Schriftliche Aufgabe 1: Geben Sie aus dem Forenbeitrag über das Auslesen des seriellen Ports mit VBS den Abschnitt wörtlich aus, beginnend bei „wenn ich den“ und endend bei „wieder aus .“.
Schriftliche Aufgabe 2:
Beantworten Sie anhand des Forenbeitrags über das Auslesen des seriellen Ports mit VBS folgende Fragen:
(a) Welcher Mikrocontroller ist auf dem Testboard verbaut?
(b) Auf welchem COM-Port steht die emulierte Schnittstelle zurzeit?
(c) Was geschieht, wenn ein kleines „a“ an das Board geschickt wird?
Schriftliche Aufgabe 3: Knüpfen Sie an den letzten Satz des Forenbeitrags über das Auslesen des seriellen Ports mit VBS an und schreiben Sie ihn weiter.

Quellenauszug:
++++++++

# Serial Port auslesen mit VBS



## Djc (21. Januar 2008)

Hallo Leute 
bin ganz neu in dem Bereich.
Ich soll eine seriale schnittstelle auslesen .
Ich habe ein testboard mit Taster und LEDs . Es ist mit einem USB programmer.(MYAVR Board2 mit einem Atmega 8)

Das Board ist per Usb an dem PC angeschloßen eine Software emuliert einen COM port zurzeit  steht es bei mir auf COM9. 

Im Gerätemanager steht USB to UART Bridge controller (COM9).

wenn ich den Taster betätige gibt er mir ein "A" raus das kann ich im Hyper terminal sehen .Wenn ich ein "A" dahin schicke geht eine LED an und wenn ich ein "a" hinschicke wieder aus .

++++++++

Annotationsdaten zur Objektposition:
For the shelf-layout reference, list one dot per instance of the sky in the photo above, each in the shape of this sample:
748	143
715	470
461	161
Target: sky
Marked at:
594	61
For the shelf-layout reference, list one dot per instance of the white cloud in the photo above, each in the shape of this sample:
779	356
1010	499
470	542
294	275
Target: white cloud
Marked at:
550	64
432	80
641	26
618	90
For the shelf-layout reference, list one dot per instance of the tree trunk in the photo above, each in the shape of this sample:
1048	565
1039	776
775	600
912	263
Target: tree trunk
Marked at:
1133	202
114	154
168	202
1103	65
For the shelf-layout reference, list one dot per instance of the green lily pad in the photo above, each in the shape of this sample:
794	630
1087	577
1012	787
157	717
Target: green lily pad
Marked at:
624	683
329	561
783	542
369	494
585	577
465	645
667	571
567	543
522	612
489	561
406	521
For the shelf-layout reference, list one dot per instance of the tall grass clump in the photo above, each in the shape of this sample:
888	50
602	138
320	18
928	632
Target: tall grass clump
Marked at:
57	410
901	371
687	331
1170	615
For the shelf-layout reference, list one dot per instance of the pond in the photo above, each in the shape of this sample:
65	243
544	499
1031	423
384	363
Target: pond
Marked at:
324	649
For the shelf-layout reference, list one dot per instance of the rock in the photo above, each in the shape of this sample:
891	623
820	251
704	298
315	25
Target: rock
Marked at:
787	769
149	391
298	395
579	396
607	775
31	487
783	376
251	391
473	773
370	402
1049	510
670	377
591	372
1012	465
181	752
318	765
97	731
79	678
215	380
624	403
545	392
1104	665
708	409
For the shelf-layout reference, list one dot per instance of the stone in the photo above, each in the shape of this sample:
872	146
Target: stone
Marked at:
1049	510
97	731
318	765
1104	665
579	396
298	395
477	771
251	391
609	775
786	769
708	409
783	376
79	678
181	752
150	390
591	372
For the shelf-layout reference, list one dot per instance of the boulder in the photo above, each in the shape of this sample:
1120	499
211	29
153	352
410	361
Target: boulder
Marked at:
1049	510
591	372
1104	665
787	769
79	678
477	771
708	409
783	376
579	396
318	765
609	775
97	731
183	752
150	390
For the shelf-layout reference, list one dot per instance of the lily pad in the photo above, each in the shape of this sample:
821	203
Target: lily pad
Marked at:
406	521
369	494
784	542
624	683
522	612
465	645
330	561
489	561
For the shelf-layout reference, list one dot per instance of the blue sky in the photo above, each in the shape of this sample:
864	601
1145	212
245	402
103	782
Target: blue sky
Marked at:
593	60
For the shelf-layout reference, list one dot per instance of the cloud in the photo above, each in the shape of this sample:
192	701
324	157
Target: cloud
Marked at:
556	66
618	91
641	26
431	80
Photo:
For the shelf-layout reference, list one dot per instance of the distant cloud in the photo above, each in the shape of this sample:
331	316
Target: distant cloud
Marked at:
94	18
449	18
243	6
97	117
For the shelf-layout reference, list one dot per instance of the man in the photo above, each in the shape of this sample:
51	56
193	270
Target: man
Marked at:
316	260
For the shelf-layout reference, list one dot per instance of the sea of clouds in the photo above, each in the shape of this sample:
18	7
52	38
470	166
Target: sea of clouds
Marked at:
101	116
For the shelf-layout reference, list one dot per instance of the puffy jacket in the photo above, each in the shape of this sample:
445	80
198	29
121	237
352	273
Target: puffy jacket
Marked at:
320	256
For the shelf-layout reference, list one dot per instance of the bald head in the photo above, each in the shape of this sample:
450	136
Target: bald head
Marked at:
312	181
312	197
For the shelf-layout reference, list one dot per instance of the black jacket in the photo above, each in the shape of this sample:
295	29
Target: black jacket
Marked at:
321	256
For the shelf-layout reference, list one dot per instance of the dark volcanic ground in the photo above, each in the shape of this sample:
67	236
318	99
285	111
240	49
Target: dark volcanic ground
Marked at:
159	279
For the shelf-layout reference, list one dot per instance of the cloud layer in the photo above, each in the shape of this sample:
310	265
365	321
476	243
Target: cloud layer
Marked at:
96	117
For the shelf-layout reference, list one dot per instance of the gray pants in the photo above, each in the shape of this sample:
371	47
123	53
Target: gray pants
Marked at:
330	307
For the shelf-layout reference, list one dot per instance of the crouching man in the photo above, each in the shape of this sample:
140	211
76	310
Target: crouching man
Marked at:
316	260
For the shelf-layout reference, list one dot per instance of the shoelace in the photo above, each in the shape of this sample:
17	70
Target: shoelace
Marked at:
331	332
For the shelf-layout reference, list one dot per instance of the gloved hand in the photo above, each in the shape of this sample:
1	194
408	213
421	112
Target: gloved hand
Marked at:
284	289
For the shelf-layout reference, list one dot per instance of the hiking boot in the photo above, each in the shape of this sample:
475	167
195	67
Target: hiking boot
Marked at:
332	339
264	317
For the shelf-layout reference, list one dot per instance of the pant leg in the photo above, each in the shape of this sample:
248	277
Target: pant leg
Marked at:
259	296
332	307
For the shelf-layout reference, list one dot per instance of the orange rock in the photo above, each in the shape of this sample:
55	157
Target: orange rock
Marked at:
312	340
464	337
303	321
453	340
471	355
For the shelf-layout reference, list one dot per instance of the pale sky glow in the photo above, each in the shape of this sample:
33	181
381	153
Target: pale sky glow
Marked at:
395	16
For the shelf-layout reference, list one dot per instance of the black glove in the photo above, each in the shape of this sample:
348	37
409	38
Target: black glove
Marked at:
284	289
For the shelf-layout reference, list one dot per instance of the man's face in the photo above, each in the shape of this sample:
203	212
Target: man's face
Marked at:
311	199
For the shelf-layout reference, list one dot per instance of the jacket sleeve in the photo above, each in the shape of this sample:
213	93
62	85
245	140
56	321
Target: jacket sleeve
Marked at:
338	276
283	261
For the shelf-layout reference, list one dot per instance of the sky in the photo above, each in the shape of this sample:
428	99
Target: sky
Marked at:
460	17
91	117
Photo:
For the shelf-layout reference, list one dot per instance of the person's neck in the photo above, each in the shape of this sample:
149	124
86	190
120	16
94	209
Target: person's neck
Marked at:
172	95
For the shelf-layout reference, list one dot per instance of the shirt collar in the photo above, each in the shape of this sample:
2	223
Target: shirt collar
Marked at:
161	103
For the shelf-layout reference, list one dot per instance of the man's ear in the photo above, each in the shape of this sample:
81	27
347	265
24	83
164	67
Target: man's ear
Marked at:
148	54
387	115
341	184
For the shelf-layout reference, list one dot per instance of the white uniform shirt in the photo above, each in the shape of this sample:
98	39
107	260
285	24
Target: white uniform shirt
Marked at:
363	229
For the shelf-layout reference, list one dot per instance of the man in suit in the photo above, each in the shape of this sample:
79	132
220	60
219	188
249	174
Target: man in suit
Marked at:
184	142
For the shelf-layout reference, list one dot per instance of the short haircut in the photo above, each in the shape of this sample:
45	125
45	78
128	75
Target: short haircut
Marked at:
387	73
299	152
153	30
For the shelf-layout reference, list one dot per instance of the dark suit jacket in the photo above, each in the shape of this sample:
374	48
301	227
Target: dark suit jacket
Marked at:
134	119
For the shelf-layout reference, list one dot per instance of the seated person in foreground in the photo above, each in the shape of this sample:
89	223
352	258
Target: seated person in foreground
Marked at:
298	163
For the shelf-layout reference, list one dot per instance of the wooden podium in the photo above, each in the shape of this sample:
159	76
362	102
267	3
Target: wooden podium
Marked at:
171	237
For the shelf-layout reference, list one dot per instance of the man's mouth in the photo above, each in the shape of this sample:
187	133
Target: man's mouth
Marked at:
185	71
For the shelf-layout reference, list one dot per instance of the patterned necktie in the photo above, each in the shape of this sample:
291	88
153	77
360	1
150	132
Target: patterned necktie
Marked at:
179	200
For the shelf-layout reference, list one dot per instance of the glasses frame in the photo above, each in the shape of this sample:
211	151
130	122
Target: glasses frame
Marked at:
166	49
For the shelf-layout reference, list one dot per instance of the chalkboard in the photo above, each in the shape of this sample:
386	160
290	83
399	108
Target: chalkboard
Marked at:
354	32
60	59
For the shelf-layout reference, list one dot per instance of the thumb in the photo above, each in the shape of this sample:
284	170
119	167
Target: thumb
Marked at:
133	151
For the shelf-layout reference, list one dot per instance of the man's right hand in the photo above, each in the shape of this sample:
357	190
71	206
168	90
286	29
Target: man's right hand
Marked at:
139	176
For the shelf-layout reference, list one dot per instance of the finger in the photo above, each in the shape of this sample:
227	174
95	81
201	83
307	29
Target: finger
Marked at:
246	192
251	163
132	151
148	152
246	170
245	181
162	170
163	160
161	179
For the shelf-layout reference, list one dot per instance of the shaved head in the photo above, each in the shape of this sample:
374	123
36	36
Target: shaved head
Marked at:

++++++++

Schriftliche Antwort 1:
wenn ich den Taster betätige gibt er mir ein "A" raus das kann ich im Hyper terminal sehen .Wenn ich ein "A" dahin schicke geht eine LED an und wenn ich ein "a" hinschicke wieder aus .

Schriftliche Antwort 2:
(a) Ein Atmega 8.
(b) Auf COM9.
(c) Die LED geht wieder aus.

Schriftliche Antwort 3:
Was ich machen soll ist wenn der Taster gedrückt wird soll in einem Programm was ausgeführt werden .
 ( Wir arbeiten an einer CNC maschine und wollen ein Handrad für mach3 bauen vieleicht kennt der ein oder andere das ).
Da soll z.B ein Fenster aufgehen von mach3 .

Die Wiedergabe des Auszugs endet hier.